## [WHAT YOU ARE ASKED TO DO]
List all the lines in these records that hold "railing".

=-=-=-=-=

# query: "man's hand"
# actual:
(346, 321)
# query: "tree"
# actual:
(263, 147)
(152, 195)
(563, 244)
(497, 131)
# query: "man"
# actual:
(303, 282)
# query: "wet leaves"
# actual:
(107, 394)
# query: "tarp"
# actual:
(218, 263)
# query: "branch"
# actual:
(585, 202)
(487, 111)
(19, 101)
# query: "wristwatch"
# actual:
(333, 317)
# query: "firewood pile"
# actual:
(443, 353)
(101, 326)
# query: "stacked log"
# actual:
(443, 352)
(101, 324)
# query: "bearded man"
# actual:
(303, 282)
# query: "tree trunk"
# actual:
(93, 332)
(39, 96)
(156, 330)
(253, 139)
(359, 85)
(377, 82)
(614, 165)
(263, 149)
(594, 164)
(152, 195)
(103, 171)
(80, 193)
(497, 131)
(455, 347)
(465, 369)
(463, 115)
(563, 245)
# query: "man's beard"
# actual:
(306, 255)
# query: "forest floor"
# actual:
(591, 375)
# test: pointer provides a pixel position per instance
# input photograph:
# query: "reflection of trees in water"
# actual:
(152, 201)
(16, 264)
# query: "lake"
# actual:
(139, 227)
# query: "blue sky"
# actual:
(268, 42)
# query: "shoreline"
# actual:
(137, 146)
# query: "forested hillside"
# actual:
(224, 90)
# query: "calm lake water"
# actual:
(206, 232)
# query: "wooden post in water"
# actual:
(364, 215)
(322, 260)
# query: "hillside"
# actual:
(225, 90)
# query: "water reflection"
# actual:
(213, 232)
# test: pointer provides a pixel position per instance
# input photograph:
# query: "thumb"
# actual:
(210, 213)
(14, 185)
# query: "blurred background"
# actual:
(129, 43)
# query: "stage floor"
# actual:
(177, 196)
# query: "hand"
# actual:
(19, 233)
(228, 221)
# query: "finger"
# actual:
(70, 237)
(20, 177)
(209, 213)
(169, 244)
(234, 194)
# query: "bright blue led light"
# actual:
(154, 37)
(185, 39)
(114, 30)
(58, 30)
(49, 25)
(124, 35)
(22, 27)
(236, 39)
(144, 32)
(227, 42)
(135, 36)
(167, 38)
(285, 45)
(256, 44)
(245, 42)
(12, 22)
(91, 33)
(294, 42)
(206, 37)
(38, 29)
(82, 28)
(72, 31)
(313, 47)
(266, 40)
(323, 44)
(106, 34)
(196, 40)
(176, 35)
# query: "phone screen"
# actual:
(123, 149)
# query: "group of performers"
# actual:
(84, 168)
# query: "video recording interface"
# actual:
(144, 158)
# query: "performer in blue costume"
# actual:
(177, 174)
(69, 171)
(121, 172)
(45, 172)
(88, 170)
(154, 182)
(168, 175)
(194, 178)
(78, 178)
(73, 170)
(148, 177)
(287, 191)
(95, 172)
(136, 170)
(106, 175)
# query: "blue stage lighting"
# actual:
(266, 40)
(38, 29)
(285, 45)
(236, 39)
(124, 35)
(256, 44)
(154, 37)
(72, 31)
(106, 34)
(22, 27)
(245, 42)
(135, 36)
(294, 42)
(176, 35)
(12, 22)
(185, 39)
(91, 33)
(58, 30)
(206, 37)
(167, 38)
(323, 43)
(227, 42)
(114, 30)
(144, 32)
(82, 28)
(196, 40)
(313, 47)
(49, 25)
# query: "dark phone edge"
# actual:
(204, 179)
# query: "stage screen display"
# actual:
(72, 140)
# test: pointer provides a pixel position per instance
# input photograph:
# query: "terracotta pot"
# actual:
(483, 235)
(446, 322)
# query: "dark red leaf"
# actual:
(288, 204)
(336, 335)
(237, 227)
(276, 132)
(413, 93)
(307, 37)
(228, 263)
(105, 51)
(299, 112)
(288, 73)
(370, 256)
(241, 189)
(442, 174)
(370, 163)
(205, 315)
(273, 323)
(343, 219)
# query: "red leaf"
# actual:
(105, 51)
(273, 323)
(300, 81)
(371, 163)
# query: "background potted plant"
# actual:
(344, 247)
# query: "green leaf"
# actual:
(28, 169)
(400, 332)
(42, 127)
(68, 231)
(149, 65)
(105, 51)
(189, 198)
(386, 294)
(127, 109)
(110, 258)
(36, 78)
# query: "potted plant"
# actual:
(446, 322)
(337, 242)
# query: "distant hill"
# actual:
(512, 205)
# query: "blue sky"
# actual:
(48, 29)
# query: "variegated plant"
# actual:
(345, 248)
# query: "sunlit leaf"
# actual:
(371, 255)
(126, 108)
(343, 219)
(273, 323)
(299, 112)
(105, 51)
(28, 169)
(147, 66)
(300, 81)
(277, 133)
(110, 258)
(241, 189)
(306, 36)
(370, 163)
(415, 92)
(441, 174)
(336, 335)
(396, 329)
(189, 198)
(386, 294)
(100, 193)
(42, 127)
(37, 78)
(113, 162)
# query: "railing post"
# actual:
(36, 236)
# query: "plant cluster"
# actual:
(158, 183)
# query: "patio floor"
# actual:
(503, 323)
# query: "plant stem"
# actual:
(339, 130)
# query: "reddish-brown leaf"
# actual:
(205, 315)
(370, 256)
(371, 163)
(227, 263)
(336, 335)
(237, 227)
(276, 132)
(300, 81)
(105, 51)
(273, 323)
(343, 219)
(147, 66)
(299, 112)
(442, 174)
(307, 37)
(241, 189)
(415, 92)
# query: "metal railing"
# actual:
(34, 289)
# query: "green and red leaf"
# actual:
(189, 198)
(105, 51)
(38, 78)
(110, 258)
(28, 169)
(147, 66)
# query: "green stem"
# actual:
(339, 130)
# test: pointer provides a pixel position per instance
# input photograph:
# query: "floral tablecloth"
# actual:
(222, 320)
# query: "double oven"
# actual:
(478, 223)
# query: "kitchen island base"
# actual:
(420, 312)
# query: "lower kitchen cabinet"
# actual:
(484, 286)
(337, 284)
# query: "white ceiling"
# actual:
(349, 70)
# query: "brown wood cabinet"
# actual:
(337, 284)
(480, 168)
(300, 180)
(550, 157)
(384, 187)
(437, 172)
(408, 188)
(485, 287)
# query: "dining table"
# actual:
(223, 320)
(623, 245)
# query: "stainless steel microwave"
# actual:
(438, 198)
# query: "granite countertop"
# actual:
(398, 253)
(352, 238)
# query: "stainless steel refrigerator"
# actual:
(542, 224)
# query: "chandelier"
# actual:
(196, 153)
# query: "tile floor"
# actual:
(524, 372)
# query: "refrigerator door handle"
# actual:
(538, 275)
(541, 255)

=-=-=-=-=

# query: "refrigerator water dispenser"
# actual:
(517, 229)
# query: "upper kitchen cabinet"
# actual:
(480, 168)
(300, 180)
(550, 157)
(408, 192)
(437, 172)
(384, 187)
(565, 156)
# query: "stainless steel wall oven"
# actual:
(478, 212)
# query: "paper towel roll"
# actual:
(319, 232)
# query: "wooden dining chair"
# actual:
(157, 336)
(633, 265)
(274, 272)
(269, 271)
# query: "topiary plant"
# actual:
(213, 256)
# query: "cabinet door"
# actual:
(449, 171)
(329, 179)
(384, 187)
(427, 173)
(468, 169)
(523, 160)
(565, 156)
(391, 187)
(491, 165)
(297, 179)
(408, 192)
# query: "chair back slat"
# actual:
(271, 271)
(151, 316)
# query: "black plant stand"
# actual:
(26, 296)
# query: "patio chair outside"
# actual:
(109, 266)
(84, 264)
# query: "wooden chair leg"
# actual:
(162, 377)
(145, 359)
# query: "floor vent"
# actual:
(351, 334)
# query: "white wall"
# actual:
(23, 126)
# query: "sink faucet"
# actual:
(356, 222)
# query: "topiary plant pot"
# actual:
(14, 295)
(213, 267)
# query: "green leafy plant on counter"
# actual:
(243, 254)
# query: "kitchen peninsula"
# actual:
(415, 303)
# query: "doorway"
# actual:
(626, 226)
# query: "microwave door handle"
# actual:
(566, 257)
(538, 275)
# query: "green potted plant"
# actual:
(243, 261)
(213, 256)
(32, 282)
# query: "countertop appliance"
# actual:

=-=-=-=-=

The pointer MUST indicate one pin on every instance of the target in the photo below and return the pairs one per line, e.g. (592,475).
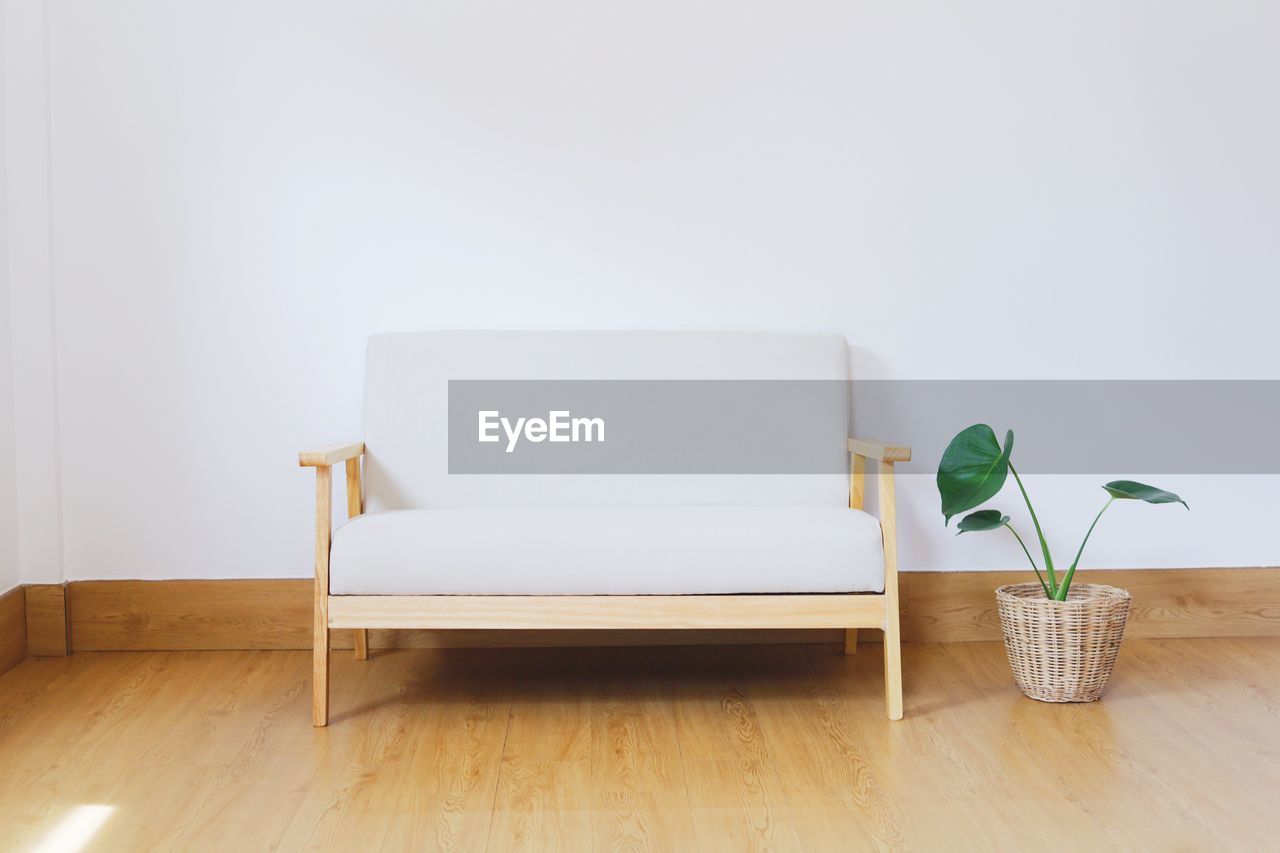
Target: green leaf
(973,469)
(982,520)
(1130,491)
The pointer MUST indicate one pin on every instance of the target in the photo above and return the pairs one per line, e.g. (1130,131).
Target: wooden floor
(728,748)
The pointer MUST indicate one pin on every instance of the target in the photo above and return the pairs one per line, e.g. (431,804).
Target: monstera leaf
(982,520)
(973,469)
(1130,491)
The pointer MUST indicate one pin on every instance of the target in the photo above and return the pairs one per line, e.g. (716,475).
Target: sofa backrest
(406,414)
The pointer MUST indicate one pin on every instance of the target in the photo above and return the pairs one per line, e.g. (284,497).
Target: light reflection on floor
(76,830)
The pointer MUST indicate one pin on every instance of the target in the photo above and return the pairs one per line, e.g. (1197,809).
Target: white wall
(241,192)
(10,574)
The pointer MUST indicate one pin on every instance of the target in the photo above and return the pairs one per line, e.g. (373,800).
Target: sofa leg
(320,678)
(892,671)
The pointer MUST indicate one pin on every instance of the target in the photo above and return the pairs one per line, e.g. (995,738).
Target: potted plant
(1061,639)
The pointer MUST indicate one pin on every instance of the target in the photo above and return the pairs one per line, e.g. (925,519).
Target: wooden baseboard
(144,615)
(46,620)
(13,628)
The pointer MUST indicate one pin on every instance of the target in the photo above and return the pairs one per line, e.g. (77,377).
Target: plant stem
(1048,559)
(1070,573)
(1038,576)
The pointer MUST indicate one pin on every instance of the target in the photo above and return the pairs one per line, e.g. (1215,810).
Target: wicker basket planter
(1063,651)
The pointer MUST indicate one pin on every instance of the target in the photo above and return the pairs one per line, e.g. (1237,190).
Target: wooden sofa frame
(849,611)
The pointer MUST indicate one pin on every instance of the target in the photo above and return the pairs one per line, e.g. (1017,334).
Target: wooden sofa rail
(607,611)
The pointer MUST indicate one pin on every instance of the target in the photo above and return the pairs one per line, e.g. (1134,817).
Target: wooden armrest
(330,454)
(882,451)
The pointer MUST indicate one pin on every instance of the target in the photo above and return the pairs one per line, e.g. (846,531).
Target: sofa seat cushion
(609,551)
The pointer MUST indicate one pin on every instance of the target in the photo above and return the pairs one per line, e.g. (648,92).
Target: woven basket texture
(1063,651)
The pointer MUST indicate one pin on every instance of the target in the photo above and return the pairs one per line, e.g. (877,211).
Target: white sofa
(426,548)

=-=-=-=-=

## [TASK RESPONSE]
# query: "railing post"
# query: "metal railing"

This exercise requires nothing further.